# INSTRUCTIONS FOR THE TASK
Copy the following lines from the listing verbatim, beginning at the line that contains "outline each narrow" and ending after the line that contains "[37,66,41,71]". Copy only these lines.

# DATA LISTING
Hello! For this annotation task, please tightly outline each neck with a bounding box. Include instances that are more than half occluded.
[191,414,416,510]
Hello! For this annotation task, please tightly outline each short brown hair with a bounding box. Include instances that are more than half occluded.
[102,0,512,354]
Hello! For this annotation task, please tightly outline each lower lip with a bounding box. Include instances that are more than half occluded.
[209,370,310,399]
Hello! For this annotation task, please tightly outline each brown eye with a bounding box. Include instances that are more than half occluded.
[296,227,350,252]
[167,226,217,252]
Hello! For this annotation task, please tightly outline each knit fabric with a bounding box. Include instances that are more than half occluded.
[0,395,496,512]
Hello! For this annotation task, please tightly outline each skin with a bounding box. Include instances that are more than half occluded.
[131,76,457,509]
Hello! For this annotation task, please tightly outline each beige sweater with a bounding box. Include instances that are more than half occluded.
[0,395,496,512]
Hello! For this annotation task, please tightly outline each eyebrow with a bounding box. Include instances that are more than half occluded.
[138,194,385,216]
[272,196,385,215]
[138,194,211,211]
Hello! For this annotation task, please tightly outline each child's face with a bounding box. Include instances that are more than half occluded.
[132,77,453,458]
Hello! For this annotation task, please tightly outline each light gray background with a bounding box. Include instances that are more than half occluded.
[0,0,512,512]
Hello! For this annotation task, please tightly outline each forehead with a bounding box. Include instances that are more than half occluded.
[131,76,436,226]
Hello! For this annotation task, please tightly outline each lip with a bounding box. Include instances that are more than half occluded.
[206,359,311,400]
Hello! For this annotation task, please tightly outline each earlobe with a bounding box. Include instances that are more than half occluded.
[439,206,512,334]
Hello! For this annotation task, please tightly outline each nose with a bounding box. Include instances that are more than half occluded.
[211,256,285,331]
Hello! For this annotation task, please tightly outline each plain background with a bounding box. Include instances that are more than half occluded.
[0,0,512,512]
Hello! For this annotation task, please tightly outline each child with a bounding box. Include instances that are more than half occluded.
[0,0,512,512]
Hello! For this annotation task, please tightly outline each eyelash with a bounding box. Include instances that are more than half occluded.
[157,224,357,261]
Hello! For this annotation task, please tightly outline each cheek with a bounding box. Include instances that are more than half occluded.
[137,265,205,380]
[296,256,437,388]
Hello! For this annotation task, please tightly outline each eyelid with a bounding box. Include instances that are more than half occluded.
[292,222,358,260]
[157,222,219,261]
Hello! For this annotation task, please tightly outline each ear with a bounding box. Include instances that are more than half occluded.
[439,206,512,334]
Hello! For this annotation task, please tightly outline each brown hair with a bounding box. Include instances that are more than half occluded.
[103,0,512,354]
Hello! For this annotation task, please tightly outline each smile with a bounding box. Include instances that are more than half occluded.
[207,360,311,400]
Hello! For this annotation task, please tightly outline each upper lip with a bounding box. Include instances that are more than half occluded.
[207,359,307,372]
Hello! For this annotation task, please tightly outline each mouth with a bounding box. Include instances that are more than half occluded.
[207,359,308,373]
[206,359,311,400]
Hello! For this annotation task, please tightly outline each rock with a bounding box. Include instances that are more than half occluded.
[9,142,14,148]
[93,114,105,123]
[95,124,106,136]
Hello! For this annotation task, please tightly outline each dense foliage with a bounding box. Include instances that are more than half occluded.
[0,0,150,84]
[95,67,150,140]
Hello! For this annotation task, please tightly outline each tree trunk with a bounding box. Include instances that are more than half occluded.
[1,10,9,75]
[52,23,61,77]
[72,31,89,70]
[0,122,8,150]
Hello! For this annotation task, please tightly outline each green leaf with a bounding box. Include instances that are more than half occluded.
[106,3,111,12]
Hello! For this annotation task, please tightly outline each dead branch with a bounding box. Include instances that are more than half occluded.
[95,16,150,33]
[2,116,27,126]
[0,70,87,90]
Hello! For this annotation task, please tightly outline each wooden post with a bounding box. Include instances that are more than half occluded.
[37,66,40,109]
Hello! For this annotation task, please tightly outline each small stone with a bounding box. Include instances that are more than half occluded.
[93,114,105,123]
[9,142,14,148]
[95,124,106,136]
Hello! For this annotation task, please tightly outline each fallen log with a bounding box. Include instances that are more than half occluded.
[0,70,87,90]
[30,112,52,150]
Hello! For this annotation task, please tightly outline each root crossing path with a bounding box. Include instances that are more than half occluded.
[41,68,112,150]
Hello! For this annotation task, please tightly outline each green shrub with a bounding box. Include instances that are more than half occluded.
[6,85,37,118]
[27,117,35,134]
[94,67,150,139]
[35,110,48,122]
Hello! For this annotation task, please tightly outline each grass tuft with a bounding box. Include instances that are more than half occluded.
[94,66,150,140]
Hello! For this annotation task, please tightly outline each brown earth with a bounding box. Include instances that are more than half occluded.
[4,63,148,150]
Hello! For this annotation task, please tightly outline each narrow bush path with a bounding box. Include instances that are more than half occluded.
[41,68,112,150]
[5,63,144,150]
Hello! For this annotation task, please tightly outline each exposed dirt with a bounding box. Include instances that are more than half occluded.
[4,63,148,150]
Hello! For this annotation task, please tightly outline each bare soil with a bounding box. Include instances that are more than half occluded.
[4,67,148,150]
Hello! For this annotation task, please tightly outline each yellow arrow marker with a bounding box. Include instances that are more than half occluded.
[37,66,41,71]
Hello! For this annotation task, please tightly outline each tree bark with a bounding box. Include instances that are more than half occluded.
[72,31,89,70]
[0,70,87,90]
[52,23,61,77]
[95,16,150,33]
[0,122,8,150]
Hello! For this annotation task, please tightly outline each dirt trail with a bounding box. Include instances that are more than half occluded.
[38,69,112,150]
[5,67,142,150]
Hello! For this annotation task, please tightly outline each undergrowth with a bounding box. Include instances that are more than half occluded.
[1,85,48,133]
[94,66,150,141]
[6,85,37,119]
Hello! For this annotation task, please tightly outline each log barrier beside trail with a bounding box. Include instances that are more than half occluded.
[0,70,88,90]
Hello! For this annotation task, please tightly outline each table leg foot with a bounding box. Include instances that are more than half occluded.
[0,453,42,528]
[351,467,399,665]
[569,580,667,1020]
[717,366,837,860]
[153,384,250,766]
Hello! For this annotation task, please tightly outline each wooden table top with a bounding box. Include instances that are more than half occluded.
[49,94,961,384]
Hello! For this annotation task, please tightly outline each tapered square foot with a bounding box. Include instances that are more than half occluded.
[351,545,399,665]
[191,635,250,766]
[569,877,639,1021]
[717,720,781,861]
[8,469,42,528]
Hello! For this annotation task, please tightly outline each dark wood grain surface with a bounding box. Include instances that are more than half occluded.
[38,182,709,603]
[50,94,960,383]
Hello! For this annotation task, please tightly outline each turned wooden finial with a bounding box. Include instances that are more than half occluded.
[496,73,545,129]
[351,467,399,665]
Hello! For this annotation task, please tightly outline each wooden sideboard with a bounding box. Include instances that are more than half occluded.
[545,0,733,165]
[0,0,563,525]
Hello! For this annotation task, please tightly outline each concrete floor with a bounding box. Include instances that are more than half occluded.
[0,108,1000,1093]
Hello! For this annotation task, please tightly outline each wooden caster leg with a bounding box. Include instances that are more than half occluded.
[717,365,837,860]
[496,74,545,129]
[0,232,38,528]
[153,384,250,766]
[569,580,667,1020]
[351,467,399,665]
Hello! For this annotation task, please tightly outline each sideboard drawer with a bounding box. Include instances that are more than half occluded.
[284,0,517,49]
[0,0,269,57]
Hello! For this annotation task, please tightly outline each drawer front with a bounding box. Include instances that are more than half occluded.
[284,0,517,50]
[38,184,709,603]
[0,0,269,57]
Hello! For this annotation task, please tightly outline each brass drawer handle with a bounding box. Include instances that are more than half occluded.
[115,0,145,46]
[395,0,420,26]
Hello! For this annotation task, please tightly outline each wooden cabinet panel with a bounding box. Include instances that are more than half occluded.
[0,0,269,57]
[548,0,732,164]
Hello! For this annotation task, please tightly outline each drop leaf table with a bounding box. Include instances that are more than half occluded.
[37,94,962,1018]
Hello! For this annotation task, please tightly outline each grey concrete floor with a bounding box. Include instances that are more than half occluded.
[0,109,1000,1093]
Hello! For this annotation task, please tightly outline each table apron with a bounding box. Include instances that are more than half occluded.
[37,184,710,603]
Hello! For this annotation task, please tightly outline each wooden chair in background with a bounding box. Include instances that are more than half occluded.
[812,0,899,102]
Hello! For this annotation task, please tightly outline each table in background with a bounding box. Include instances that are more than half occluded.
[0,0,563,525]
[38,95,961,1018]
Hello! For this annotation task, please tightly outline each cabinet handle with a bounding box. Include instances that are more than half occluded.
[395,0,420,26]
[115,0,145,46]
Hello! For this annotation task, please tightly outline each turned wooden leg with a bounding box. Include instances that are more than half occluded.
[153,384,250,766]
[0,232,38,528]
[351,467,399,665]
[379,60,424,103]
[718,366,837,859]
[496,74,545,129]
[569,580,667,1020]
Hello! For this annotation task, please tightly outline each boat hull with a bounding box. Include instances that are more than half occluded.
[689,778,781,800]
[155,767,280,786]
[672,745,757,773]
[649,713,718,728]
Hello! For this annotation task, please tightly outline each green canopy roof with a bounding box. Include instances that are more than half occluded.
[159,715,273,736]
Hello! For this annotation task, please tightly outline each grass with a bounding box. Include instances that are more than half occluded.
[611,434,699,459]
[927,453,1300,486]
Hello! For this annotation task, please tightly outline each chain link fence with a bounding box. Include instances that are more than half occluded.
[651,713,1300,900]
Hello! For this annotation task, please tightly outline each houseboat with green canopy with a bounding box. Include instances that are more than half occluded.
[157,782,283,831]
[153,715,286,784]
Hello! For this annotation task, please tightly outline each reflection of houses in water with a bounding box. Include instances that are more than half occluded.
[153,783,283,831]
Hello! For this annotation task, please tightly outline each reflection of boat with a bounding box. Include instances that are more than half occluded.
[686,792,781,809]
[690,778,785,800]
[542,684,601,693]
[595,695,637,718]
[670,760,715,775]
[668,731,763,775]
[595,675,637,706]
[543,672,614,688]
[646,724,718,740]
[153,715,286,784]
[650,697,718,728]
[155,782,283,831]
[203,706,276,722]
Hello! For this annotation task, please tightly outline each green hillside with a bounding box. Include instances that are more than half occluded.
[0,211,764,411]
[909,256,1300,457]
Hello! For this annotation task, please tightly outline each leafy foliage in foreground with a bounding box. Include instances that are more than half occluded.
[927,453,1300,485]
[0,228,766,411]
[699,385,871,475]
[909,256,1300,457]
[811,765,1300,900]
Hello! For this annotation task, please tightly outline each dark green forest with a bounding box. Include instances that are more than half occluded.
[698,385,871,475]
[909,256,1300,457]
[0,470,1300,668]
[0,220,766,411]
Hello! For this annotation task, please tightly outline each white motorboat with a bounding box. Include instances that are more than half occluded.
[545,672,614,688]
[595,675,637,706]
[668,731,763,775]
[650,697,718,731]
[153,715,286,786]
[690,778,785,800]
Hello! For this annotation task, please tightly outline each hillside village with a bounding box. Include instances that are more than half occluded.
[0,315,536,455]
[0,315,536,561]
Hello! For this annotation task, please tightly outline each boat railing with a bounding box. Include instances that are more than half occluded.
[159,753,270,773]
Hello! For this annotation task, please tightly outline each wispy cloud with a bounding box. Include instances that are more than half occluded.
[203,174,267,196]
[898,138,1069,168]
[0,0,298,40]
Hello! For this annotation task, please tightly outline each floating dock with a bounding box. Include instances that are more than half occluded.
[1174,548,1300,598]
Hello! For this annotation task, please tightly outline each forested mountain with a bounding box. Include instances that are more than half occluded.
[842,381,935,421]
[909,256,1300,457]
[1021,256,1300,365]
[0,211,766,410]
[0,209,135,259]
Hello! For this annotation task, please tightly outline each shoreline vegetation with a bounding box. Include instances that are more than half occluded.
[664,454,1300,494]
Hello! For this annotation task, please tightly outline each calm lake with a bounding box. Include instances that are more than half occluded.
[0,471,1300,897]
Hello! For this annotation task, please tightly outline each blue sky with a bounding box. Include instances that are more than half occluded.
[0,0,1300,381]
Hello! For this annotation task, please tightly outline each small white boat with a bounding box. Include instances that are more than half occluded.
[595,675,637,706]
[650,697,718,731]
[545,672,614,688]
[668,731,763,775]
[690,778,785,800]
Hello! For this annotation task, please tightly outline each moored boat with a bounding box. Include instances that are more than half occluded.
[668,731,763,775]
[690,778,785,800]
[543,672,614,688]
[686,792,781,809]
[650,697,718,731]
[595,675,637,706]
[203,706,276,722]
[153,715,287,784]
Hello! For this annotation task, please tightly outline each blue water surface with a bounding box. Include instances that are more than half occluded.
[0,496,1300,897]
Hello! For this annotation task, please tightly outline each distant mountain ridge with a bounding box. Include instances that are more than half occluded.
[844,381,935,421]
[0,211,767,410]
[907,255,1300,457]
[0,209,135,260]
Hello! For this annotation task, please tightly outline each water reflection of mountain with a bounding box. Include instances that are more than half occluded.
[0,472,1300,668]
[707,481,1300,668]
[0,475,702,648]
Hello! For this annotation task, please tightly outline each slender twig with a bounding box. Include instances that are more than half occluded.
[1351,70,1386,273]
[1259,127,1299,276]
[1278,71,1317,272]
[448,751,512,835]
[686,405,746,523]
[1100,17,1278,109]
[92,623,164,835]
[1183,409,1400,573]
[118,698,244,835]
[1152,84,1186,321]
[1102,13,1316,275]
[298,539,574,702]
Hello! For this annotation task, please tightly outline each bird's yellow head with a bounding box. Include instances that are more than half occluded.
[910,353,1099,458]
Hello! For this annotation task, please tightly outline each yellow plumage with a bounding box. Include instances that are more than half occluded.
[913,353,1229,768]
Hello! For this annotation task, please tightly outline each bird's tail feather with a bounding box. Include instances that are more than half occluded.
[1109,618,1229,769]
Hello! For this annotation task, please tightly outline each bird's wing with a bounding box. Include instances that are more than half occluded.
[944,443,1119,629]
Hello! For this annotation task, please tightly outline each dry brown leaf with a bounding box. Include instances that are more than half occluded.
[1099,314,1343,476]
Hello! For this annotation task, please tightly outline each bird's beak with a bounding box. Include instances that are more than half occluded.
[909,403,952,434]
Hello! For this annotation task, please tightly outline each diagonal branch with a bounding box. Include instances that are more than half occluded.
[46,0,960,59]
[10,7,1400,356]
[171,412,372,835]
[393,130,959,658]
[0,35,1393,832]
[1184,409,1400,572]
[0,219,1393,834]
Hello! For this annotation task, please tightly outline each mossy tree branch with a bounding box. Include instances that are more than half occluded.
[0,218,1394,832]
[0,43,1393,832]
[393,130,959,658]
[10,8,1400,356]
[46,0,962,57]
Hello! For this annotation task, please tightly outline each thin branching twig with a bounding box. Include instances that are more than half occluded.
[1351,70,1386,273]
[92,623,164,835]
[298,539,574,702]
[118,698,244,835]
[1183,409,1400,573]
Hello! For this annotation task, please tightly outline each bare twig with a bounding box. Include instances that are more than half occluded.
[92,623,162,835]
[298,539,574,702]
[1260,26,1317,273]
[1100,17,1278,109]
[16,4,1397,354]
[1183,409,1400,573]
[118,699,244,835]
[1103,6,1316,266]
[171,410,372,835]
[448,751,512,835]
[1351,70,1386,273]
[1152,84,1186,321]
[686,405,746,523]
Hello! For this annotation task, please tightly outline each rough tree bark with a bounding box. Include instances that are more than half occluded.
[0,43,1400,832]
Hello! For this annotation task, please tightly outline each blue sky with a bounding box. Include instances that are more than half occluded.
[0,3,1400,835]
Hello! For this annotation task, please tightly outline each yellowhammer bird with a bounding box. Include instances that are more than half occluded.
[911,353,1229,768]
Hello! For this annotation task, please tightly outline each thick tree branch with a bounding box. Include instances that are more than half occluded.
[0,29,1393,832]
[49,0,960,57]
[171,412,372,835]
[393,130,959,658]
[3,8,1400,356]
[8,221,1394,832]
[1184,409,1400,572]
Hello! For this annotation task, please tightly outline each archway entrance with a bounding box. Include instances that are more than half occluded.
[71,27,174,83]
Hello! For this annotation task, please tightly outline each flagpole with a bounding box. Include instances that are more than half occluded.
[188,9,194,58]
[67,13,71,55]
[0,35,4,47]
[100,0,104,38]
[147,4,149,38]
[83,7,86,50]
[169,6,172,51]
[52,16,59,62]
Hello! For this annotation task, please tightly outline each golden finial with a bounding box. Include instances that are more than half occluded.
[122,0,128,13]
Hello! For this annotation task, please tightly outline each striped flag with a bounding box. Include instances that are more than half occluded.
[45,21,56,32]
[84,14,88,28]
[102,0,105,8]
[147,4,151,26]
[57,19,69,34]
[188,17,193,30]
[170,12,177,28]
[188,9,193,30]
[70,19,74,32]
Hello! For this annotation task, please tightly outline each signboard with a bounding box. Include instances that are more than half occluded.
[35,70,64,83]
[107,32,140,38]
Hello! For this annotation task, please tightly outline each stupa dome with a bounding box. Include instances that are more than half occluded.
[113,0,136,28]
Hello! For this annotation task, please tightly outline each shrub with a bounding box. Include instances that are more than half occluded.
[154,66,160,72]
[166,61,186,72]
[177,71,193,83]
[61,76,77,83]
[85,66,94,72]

# TASK SOLUTION
Hello! For this annotation task, please tightly outline each narrow bush path with a bounding box. Include instances that are more than half occluded.
[41,68,112,150]
[5,63,144,150]
Hello! For this annotation task, please tightly outline each exposed dirt with a bounding box. Include instances that are more than half occluded.
[4,63,148,150]
Hello! For this annotation task, please tightly outline each bare soil with a bounding box. Include instances that are more than half occluded.
[4,67,148,150]
Hello! For this annotation task, please tightly outline each yellow arrow marker with a bounding box. Include instances that are more than half occluded.
[37,66,41,71]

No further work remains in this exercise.